──────── STUDY TEXT ────────

So what is shirring anyway?
In preparation for a new project this week, I want to introduce you to a technique called shirring (which is sometimes known as smocking) with a simple practice tutorial. According to Wikipedia, “shirring is two or more rows of gathers that are used to decorate parts of garments, usually sleeves, bodice or yoke.” With shirring, the gathers can be both decorative as well as functional since elastic can be used to draw in the gathers giving the garment more give to accommodate different sizes.
Most techniques you'll see around will show you how to do shirring with elastic thread. Personally, I think that technique has some significant limitations, so I'm going to show you how you can do shirring without elastic thread and using normal elastic. When you use elastic thread, this thread can irritate wearers with sensitive skin. Also, to use elastic thread you need to wind the thread onto the bobbin of your sewing machine and it can sometimes cause problems with the machine because the thread stretches. Finding correct thread tension can be a challenge.
Lighter fabrics work best for shirring. You'll need to use really strong elastic if you're planning to try to gather thick and heavy fabric like denim. For more Tips for Sewing Denim, please review this tutorial.

────────

Please write out, word for word, everything in the shirring text from "Most techniques you'll" down to "review this tutorial.".

──────── SOURCE MATERIAL ────────

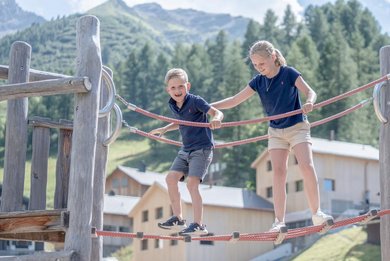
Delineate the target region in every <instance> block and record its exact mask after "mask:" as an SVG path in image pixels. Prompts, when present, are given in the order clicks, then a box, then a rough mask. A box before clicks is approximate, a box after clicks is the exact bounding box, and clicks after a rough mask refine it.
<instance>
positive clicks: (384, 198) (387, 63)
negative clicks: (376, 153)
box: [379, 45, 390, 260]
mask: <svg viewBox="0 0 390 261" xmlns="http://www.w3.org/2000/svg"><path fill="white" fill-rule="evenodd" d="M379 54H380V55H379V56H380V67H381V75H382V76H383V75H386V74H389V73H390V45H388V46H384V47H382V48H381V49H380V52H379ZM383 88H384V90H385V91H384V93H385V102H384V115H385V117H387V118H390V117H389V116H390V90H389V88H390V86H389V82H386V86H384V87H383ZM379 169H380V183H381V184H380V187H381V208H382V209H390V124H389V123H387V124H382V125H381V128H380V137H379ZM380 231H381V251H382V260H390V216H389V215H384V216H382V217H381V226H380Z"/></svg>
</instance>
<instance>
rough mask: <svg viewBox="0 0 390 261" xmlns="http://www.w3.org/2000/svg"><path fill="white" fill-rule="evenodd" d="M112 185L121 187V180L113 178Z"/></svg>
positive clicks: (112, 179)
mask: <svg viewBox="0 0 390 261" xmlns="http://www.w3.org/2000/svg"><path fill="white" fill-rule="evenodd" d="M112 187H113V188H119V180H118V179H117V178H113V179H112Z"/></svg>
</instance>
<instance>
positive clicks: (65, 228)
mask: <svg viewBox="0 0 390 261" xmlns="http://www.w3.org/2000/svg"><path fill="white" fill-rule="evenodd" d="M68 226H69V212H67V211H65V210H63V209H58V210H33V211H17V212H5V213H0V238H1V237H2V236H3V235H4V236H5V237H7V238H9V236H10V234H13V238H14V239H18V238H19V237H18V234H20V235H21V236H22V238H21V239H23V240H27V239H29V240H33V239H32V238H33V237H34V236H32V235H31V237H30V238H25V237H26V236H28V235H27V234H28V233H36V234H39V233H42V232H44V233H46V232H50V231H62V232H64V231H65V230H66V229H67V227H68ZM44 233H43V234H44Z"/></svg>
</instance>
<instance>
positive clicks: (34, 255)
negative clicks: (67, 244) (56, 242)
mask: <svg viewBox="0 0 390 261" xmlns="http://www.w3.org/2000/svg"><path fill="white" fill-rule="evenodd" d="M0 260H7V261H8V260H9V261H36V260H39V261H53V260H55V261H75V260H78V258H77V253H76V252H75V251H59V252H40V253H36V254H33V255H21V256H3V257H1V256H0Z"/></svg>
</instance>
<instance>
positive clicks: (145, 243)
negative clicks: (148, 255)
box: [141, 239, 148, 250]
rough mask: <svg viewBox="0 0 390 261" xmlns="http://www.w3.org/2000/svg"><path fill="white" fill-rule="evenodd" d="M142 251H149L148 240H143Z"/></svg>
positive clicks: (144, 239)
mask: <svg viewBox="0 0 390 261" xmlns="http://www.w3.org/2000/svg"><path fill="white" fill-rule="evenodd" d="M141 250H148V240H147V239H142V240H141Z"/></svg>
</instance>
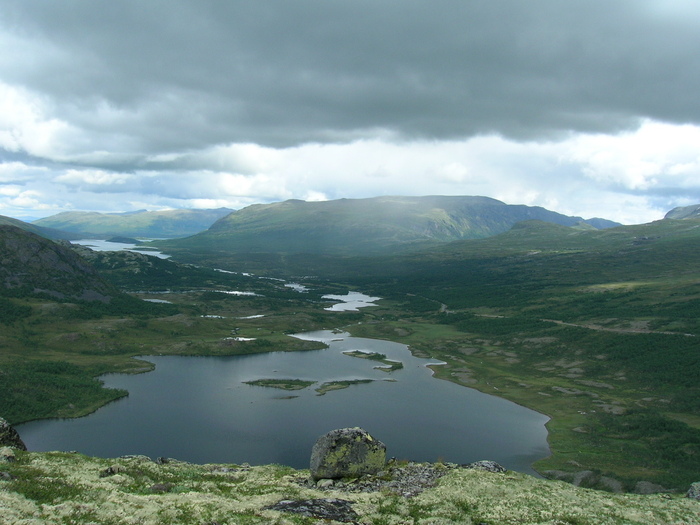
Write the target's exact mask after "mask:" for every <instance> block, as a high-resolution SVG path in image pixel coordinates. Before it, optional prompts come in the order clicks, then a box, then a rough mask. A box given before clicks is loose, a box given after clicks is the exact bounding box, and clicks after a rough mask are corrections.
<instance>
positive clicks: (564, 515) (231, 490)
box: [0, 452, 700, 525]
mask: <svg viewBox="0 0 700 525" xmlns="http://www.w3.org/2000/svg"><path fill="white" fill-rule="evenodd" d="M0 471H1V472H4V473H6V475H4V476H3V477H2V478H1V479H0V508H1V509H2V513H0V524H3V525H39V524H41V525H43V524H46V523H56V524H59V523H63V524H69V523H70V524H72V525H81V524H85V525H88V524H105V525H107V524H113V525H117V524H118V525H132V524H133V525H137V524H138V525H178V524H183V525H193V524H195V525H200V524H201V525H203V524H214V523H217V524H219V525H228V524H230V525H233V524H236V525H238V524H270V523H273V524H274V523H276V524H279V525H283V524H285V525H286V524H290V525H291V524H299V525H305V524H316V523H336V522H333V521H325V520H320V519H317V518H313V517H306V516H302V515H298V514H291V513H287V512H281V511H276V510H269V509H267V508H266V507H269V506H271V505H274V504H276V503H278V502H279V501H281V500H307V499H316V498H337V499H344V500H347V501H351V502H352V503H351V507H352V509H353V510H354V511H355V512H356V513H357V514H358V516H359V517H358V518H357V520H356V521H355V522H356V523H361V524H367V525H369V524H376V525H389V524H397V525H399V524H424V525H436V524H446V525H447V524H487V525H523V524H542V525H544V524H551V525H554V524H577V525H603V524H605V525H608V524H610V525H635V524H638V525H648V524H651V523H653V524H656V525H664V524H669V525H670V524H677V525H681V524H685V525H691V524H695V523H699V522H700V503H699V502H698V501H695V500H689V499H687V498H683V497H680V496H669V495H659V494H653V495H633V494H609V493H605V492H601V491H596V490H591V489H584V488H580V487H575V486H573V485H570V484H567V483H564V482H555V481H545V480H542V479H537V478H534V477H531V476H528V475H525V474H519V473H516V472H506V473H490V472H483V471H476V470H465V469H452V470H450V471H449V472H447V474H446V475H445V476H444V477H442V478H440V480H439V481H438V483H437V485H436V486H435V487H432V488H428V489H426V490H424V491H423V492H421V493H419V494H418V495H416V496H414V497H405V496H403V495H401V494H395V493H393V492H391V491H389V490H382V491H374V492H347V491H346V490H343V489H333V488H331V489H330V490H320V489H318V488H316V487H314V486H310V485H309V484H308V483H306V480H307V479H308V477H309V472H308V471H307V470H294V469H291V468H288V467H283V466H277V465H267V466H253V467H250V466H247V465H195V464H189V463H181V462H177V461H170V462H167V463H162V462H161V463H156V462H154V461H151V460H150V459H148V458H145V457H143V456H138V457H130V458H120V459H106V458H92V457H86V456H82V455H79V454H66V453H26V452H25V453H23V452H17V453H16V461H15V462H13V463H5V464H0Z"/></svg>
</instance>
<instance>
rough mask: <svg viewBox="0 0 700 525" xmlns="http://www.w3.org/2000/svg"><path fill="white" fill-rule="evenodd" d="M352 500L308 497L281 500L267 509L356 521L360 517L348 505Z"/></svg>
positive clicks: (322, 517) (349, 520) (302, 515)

────────

▶ ANSWER SPACE:
Most techniques you'll see around will show you how to do shirring with elastic thread. Personally, I think that technique has some significant limitations, so I'm going to show you how you can do shirring without elastic thread and using normal elastic. When you use elastic thread, this thread can irritate wearers with sensitive skin. Also, to use elastic thread you need to wind the thread onto the bobbin of your sewing machine and it can sometimes cause problems with the machine because the thread stretches. Finding correct thread tension can be a challenge.
Lighter fabrics work best for shirring. You'll need to use really strong elastic if you're planning to try to gather thick and heavy fabric like denim. For more Tips for Sewing Denim, please review this tutorial.